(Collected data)
▶

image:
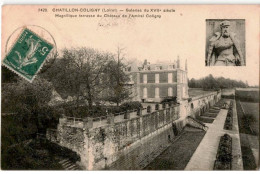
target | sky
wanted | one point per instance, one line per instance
(181, 33)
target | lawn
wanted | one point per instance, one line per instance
(252, 109)
(177, 156)
(193, 92)
(244, 130)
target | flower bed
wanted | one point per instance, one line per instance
(229, 120)
(224, 154)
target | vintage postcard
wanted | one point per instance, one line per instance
(130, 87)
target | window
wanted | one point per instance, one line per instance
(158, 68)
(169, 77)
(145, 93)
(156, 78)
(156, 92)
(170, 91)
(131, 78)
(145, 78)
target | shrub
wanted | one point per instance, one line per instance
(224, 154)
(133, 105)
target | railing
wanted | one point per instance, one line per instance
(74, 120)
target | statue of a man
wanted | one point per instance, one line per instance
(224, 48)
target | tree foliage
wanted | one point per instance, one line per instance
(211, 82)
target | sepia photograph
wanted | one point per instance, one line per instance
(225, 42)
(128, 87)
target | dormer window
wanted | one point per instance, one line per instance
(158, 67)
(171, 66)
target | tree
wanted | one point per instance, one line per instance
(210, 82)
(118, 79)
(81, 72)
(28, 105)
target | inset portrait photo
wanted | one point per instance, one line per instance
(225, 42)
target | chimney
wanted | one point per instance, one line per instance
(145, 62)
(186, 65)
(178, 62)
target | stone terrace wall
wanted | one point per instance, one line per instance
(131, 143)
(112, 143)
(107, 145)
(200, 104)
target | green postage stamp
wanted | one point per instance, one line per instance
(27, 55)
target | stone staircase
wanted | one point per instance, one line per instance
(67, 164)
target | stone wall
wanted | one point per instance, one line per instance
(200, 104)
(131, 143)
(106, 146)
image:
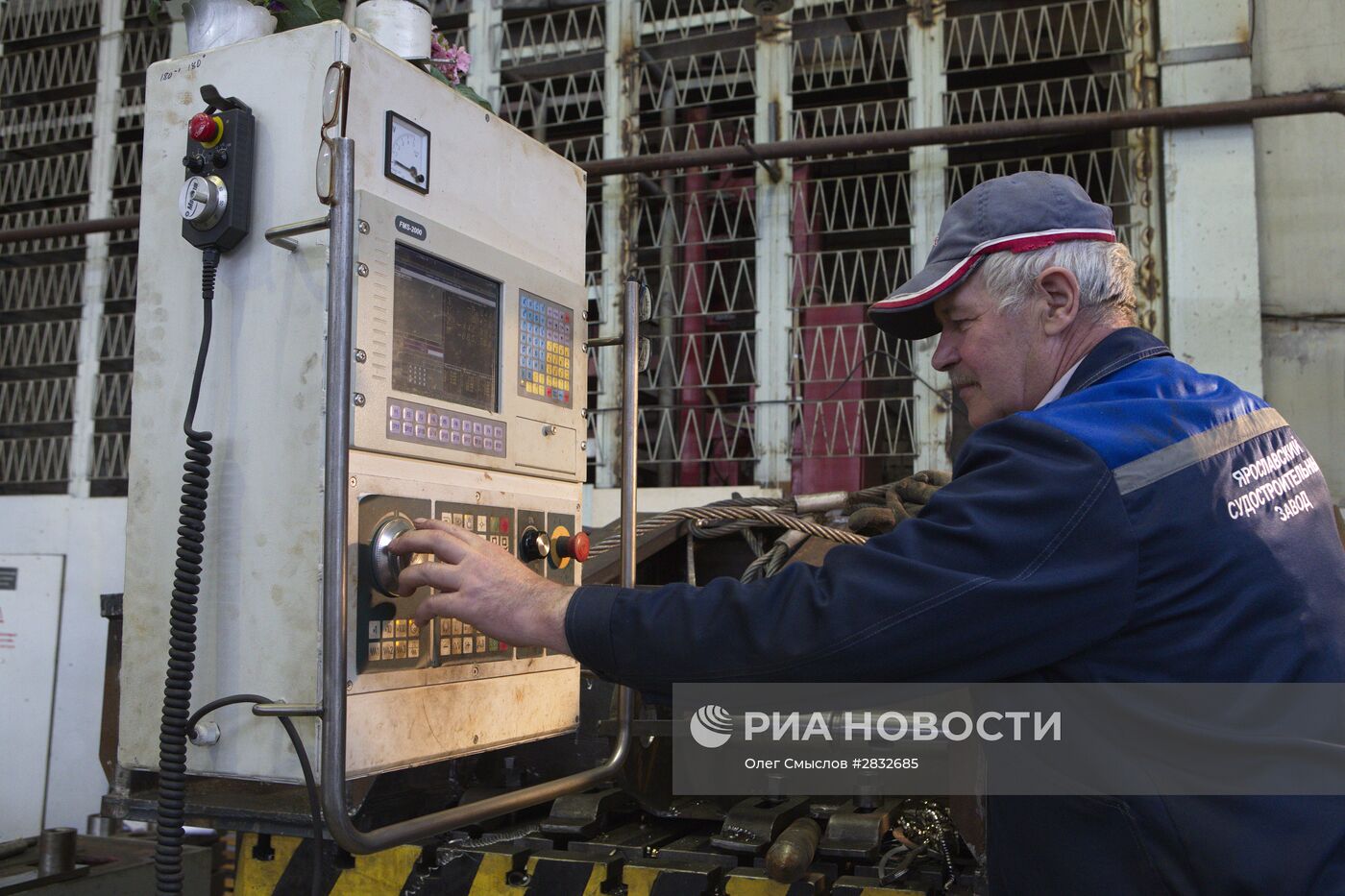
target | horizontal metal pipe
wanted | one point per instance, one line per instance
(70, 229)
(1194, 116)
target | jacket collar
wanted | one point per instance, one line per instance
(1119, 350)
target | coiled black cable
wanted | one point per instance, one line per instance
(185, 587)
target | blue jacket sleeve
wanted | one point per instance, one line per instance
(1024, 560)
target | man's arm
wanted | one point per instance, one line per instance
(1025, 559)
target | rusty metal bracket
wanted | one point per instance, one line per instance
(770, 167)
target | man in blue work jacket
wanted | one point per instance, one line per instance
(1116, 516)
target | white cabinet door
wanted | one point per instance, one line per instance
(30, 619)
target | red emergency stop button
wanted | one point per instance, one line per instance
(574, 546)
(206, 130)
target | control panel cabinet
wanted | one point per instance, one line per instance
(466, 402)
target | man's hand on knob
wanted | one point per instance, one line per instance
(483, 586)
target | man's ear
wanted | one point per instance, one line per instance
(1060, 288)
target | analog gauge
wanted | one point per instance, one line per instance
(406, 159)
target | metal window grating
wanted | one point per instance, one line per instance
(692, 77)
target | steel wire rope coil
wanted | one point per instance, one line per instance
(770, 517)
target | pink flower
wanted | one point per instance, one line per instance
(452, 60)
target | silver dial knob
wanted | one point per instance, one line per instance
(387, 567)
(202, 201)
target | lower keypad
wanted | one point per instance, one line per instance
(443, 428)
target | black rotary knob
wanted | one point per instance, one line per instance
(533, 545)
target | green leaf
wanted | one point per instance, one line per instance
(306, 12)
(475, 97)
(439, 74)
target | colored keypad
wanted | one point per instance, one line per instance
(545, 339)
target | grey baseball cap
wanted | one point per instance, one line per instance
(1015, 213)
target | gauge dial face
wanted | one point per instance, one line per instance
(406, 154)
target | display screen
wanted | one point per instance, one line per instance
(446, 331)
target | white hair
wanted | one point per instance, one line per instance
(1105, 271)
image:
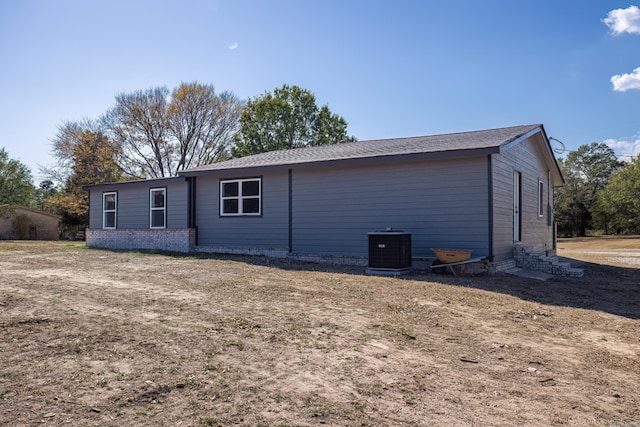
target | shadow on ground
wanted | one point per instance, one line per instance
(605, 288)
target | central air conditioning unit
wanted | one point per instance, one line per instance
(389, 252)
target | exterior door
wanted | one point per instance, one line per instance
(517, 217)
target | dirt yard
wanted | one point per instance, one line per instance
(101, 338)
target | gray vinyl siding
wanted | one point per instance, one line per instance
(133, 205)
(442, 203)
(267, 231)
(535, 230)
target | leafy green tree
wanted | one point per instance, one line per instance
(16, 186)
(93, 162)
(287, 118)
(586, 171)
(618, 205)
(46, 190)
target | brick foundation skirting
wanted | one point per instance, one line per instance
(174, 239)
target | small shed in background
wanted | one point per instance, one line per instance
(24, 223)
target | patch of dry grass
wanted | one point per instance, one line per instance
(95, 337)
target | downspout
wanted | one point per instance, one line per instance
(490, 205)
(290, 210)
(191, 203)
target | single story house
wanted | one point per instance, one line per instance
(486, 191)
(23, 223)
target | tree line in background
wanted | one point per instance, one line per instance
(601, 194)
(156, 133)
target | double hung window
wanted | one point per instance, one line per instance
(540, 198)
(158, 209)
(241, 197)
(109, 209)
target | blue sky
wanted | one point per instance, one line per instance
(390, 68)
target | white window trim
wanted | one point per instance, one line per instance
(240, 198)
(106, 211)
(540, 198)
(163, 209)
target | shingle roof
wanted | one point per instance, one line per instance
(453, 142)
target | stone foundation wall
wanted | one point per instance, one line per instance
(175, 239)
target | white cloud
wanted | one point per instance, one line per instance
(624, 20)
(625, 150)
(624, 82)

◀

• _What needs to be done_
Shift the point coordinates in the lines starting at the one that contains "target | stone foundation wall" and ending at the last line of the collected data by adding 108 to every number. Write out all of those lines again, keeping each one that holds no coordinates as it stands.

• _Solution for this task_
target | stone foundation wall
wanted | one point per instance, one line per instance
(283, 347)
target | white cloud
wanted | one point per instance, one line per instance
(732, 128)
(733, 258)
(732, 190)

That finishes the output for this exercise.